▶ _WORK INSTRUCTIONS_:
1. In the court opinion on the burglary indictment, what did the proof show the burglarized house to be?
2. Using the court opinion on the burglary indictment, explain why the court finds the indictment good even though it does not say the house was not a private residence.

▶ _SELECTED EXCERPT_:
Appellant insists that the case should be reversed because of an alleged defect in the indictment. The indictment is an ordinary indictment for burglary, under article 838, Penal Code; that is, it charges appellant with committing burglary of a certain house by force, with intent to steal. There is no description of the house. The proof showed that it was a crib or outhouse, and not a dwelling house. We take it that appellant's contention is that there should have been an allegation that said house was not a private residence to distinguish the indictment under this statute from an indictment under article 839a, which relates to the offense of burglary of a private residence by force, etc., at night. We have held that in order for an indictment to be good under that statute, it should allege the essential elements constituting burglary under the statute, among other things, that the burglarized house was a private residence, etc. Osborne v. State, 42 Tex.Crim. Rep.; 2 Texas Ct. Rep., 172; Williams v. State, 2 Texas Ct. Rep., 359. But we have never held that an indictment charging burglary of a house, other than a private residence, should negative the fact that such a house was not a private residence. In the view we take of this question, it is not necessary under an indictment for the burglary of a house, other than a private residence at night, to allege that such house was not a private residence. We do not believe there is anything in said articles requiring this character of pleading. We hold that the indictment is good.

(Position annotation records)
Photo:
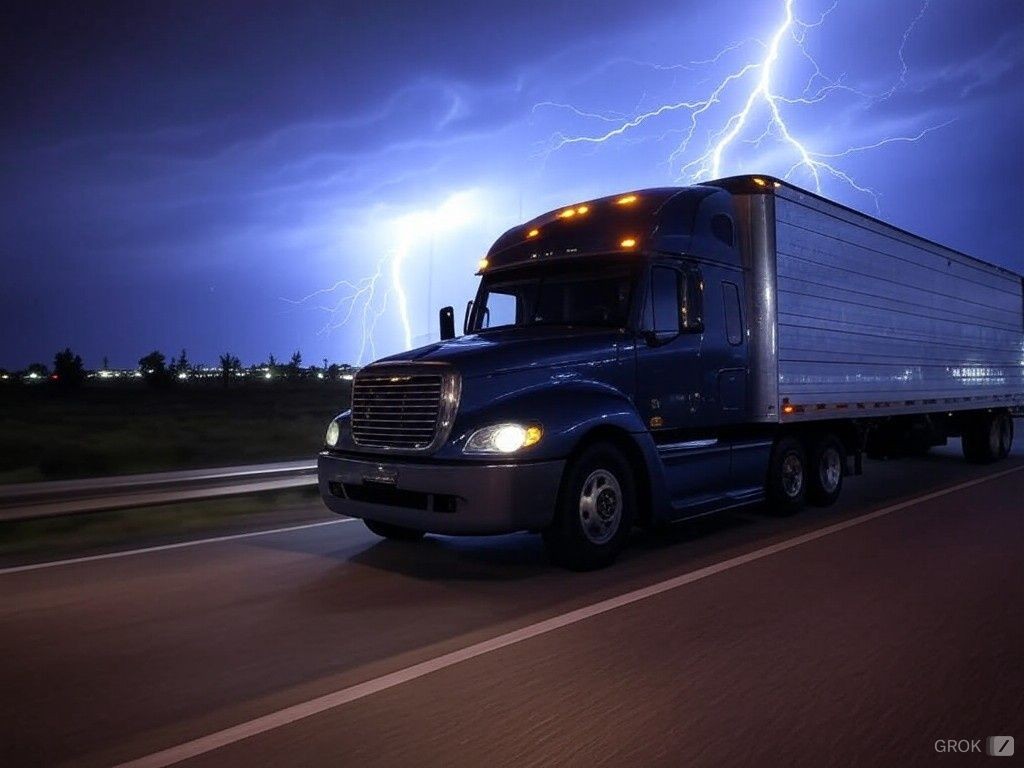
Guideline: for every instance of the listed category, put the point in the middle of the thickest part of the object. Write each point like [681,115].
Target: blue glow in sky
[185,175]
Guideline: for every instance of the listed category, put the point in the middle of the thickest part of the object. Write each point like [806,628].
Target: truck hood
[507,350]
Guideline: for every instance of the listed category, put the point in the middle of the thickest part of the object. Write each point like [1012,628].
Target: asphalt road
[858,635]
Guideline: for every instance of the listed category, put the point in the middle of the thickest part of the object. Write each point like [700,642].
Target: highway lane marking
[204,744]
[165,547]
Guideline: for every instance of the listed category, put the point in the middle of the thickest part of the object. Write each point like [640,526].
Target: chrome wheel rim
[793,475]
[830,469]
[600,506]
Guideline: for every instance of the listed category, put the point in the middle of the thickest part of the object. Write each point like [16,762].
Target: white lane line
[164,547]
[207,743]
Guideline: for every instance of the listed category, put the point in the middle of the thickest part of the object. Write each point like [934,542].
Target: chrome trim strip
[687,445]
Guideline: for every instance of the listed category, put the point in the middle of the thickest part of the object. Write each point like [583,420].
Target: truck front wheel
[395,532]
[595,510]
[786,485]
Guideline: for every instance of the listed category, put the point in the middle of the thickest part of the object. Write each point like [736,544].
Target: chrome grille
[397,410]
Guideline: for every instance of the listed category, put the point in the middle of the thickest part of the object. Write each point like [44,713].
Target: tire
[988,437]
[595,510]
[786,484]
[826,463]
[394,532]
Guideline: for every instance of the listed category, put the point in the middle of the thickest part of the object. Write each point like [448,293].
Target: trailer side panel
[872,320]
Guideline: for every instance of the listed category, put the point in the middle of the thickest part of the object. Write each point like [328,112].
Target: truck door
[671,383]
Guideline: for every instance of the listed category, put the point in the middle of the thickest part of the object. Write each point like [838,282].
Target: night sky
[183,174]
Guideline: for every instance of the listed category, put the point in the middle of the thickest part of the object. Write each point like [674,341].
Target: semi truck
[665,353]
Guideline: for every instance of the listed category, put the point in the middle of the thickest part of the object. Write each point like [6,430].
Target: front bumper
[458,499]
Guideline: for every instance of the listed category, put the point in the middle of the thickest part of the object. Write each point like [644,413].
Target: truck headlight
[504,438]
[333,433]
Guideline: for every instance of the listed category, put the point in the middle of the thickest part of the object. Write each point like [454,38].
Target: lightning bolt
[365,302]
[762,108]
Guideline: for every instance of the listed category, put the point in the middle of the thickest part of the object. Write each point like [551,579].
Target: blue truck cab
[620,367]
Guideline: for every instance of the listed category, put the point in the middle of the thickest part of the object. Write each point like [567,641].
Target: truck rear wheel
[786,484]
[395,532]
[595,510]
[825,477]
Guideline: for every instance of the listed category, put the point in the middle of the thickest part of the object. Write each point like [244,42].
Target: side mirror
[446,320]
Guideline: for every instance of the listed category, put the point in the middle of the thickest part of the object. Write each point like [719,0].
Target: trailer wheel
[786,485]
[988,437]
[825,477]
[595,510]
[394,532]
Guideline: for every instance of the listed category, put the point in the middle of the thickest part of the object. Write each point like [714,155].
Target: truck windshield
[581,293]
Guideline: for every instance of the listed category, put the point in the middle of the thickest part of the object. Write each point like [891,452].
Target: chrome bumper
[457,499]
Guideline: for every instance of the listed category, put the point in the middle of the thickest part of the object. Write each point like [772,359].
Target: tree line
[69,371]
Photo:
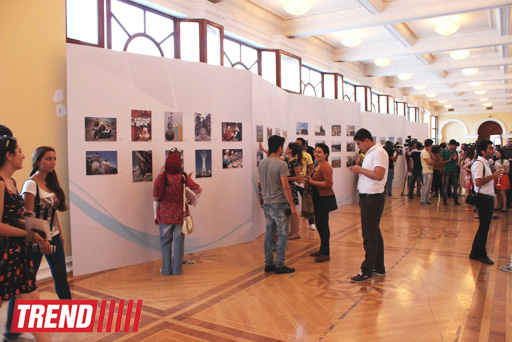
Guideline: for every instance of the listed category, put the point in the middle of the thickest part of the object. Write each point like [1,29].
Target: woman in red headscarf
[168,196]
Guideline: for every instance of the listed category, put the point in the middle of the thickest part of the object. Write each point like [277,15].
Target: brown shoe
[322,258]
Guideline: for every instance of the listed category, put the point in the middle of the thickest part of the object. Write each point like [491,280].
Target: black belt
[371,195]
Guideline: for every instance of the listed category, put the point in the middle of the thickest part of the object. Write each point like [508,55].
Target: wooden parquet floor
[432,291]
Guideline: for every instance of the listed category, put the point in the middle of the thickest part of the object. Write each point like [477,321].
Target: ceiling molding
[343,20]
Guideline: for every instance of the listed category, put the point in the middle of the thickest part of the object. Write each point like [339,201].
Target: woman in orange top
[324,200]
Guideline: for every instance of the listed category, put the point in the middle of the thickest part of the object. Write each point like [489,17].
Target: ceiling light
[404,77]
[297,7]
[351,38]
[459,54]
[446,25]
[382,62]
[470,71]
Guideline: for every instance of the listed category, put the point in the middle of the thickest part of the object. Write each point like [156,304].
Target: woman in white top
[43,198]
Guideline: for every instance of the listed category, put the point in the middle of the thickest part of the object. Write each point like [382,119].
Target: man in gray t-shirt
[277,201]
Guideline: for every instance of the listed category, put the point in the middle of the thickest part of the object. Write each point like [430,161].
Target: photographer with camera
[393,152]
[450,158]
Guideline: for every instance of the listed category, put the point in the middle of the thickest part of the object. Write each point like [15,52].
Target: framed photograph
[336,130]
[351,161]
[259,133]
[231,131]
[101,163]
[203,163]
[173,126]
[182,159]
[319,130]
[232,159]
[259,157]
[302,128]
[141,125]
[336,146]
[100,129]
[336,162]
[351,130]
[142,166]
[202,127]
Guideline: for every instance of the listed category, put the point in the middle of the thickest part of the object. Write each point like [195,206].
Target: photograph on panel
[319,130]
[336,162]
[173,126]
[141,125]
[232,159]
[336,130]
[259,157]
[231,131]
[351,130]
[336,146]
[351,161]
[203,163]
[259,133]
[101,162]
[202,127]
[182,160]
[142,166]
[100,129]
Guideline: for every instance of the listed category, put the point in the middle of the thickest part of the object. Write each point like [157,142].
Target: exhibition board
[135,104]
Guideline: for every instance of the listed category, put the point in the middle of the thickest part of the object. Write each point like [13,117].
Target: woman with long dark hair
[17,275]
[324,200]
[294,154]
[168,199]
[43,197]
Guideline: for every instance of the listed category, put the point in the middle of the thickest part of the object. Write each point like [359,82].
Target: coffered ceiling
[403,30]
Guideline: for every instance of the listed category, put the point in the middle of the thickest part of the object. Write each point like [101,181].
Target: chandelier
[404,77]
[470,71]
[351,38]
[459,54]
[382,62]
[446,25]
[297,7]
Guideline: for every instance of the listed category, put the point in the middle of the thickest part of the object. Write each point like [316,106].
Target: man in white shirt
[427,163]
[484,188]
[372,180]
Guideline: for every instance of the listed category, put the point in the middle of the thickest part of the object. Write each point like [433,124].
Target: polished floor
[432,291]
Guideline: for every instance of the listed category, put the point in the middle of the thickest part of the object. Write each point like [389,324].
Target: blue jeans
[450,179]
[172,242]
[276,220]
[57,263]
[389,183]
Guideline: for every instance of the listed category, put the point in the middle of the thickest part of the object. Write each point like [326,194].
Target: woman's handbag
[308,210]
[188,224]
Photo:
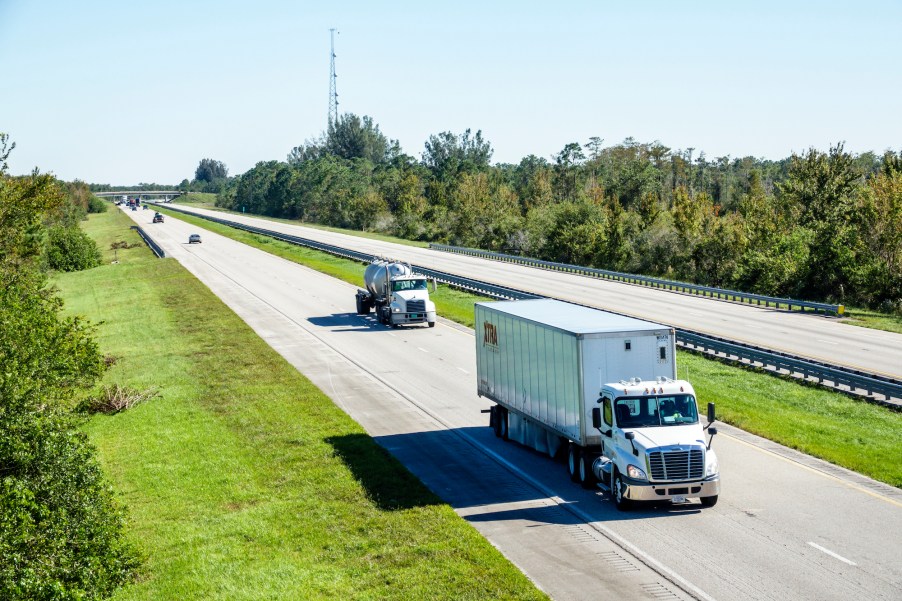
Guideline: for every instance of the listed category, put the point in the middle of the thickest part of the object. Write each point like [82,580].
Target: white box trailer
[548,364]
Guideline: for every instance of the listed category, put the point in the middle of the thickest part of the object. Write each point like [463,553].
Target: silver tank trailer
[378,274]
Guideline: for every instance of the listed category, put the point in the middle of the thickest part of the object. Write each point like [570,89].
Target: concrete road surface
[786,527]
[807,335]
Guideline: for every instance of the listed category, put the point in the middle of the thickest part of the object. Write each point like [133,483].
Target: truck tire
[573,458]
[709,501]
[620,502]
[587,477]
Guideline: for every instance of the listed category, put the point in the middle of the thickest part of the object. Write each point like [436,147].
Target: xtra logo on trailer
[489,335]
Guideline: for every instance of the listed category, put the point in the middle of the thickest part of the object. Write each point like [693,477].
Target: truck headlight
[635,473]
[711,466]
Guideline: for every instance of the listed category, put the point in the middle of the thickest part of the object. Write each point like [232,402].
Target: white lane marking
[813,470]
[832,554]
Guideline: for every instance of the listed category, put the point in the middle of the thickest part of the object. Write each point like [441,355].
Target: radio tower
[333,94]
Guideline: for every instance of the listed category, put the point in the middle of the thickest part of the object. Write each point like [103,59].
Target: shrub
[70,249]
[60,530]
[115,398]
[61,533]
[97,205]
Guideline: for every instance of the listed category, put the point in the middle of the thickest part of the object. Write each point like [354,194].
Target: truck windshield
[642,411]
[401,285]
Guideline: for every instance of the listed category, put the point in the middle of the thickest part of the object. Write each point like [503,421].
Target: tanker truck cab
[653,443]
[397,294]
[409,301]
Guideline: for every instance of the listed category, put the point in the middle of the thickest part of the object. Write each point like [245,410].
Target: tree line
[61,533]
[817,225]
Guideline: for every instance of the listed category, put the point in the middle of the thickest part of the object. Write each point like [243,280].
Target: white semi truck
[398,295]
[602,388]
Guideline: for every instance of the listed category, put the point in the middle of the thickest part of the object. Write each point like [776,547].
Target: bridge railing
[628,278]
[840,378]
[156,248]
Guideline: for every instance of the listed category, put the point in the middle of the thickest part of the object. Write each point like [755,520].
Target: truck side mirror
[630,436]
[712,432]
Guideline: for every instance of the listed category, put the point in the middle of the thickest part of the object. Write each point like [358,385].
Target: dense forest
[820,225]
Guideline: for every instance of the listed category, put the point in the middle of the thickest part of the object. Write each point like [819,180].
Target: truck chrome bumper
[402,318]
[666,491]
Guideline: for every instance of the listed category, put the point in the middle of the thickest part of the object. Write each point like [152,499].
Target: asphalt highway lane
[808,335]
[786,527]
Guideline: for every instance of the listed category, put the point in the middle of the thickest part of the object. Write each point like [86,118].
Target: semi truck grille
[677,465]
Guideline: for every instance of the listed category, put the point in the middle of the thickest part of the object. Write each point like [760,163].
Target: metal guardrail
[842,379]
[157,250]
[706,291]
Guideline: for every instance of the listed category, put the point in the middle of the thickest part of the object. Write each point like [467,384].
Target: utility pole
[333,94]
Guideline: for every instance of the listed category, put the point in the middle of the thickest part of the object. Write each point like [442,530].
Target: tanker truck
[398,295]
[601,389]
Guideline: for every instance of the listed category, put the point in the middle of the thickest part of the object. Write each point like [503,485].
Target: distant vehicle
[399,295]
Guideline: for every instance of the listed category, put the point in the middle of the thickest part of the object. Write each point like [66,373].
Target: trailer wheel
[709,501]
[620,502]
[586,475]
[573,453]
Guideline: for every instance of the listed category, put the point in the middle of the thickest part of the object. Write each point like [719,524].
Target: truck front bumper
[402,318]
[637,490]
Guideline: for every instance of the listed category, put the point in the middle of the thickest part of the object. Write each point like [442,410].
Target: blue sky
[124,92]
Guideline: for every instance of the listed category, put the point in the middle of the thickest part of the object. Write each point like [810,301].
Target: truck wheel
[586,475]
[573,462]
[620,502]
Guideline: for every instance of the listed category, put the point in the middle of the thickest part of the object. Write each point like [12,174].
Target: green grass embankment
[843,430]
[241,477]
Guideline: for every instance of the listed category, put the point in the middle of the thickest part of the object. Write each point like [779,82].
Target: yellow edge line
[816,471]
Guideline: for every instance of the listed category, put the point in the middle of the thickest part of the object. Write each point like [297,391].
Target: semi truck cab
[653,444]
[409,301]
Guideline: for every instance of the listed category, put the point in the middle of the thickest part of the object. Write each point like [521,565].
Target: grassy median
[836,427]
[242,479]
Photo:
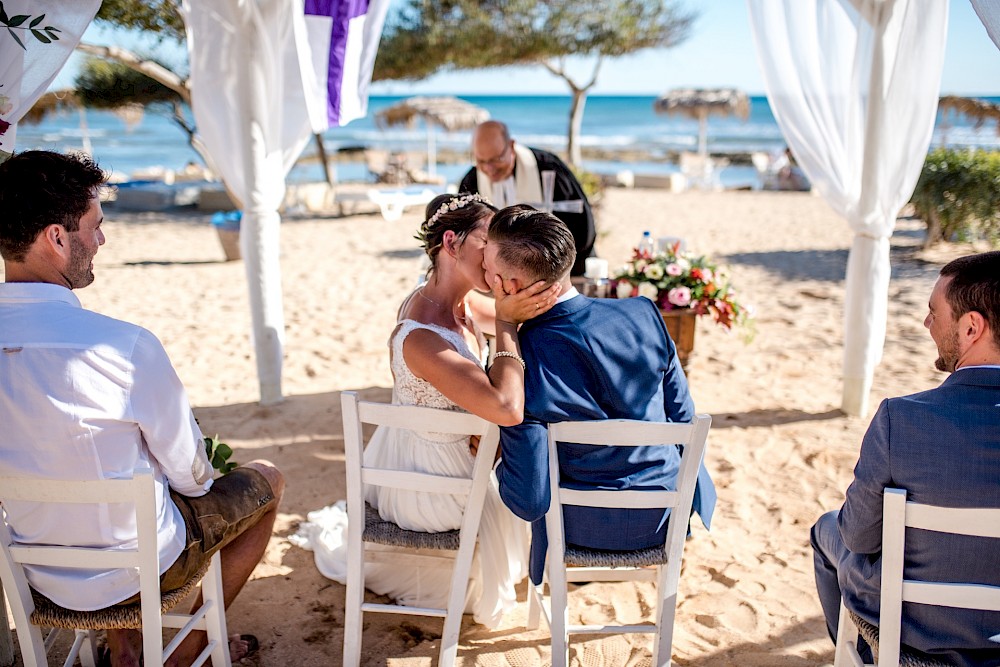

▶ _SOLUTIONS BELOW_:
1. A crib or outhouse, not a dwelling house.

2. An indictment under article 839a must allege that the house was a private residence, but the court has never held that an indictment for burglary of some other house must negate that fact. The court also finds nothing in the articles that requires such pleading.